> [EXERCISE OBJECTIVE]
Copy out only the data from the line containing "Note: the class marks the microphone" up to and including the line containing "[1137, 131]", keeping every line, and shift each x and y coordinate by -117.

> [INFORMATION SUPPLIED]
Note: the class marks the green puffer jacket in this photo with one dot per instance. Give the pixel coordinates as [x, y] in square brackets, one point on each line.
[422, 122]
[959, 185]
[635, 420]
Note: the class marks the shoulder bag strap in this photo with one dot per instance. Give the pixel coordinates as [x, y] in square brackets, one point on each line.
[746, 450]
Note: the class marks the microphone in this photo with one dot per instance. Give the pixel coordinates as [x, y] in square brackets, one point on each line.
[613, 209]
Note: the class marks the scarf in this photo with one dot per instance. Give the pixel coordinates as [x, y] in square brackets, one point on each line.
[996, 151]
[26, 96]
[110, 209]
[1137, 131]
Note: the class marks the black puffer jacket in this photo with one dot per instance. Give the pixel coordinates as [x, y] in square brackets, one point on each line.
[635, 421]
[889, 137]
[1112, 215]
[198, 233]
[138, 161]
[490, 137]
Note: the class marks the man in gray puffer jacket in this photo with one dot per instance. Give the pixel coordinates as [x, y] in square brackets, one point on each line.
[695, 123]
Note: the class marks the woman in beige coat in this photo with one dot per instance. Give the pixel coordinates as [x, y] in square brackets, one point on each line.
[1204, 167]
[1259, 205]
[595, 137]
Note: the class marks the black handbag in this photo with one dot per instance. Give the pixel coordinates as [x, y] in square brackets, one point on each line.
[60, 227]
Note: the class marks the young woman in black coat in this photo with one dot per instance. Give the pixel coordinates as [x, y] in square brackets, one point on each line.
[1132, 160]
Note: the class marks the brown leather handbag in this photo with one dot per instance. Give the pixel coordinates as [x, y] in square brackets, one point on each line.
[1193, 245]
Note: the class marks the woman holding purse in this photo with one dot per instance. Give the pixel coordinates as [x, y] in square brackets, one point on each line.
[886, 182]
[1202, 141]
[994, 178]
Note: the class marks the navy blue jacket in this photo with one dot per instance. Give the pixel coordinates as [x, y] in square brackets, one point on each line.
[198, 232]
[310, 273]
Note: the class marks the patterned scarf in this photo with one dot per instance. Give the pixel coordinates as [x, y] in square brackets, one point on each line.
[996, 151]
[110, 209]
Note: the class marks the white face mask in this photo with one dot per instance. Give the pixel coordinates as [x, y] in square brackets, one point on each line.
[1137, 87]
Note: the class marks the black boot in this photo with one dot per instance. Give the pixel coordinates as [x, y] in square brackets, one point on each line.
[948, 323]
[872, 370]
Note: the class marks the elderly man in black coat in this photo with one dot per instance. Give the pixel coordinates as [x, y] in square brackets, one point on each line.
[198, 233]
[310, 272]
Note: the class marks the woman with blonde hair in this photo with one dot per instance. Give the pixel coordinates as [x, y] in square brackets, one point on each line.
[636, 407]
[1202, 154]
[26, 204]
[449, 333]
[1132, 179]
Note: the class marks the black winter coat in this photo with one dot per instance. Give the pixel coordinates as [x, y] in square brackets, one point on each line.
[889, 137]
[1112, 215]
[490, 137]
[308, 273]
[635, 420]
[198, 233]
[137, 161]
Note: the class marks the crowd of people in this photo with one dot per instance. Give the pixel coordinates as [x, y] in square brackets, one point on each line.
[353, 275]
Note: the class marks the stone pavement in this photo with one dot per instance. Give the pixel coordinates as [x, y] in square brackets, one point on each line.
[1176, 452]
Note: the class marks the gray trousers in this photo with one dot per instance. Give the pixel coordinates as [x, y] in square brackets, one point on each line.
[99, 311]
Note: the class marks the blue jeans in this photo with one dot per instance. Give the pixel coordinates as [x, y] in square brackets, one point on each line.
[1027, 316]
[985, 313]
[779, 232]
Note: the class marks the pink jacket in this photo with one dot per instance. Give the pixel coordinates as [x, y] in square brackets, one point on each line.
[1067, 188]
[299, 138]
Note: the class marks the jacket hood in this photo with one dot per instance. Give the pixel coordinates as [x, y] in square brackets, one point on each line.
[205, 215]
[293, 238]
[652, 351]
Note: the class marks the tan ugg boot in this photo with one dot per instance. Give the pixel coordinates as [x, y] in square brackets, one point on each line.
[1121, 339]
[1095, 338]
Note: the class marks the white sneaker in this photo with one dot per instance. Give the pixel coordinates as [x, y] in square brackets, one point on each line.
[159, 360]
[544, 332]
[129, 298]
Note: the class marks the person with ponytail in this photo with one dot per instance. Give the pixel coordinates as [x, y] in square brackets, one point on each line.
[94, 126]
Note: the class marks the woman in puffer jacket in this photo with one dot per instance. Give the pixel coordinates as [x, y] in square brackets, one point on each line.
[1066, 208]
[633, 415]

> [FULL ANSWER]
Note: the class marks the microphone in this photo with one dot per instance. Give the pixel coordinates as [x, y] in square brackets, one point on each line.
[496, 92]
Note: the class marks the scarf in this photo with one dot per instance. Give the pixel coordinates as [x, y] in square brackets, one point on each line.
[879, 34]
[-91, -21]
[-7, 92]
[1020, 14]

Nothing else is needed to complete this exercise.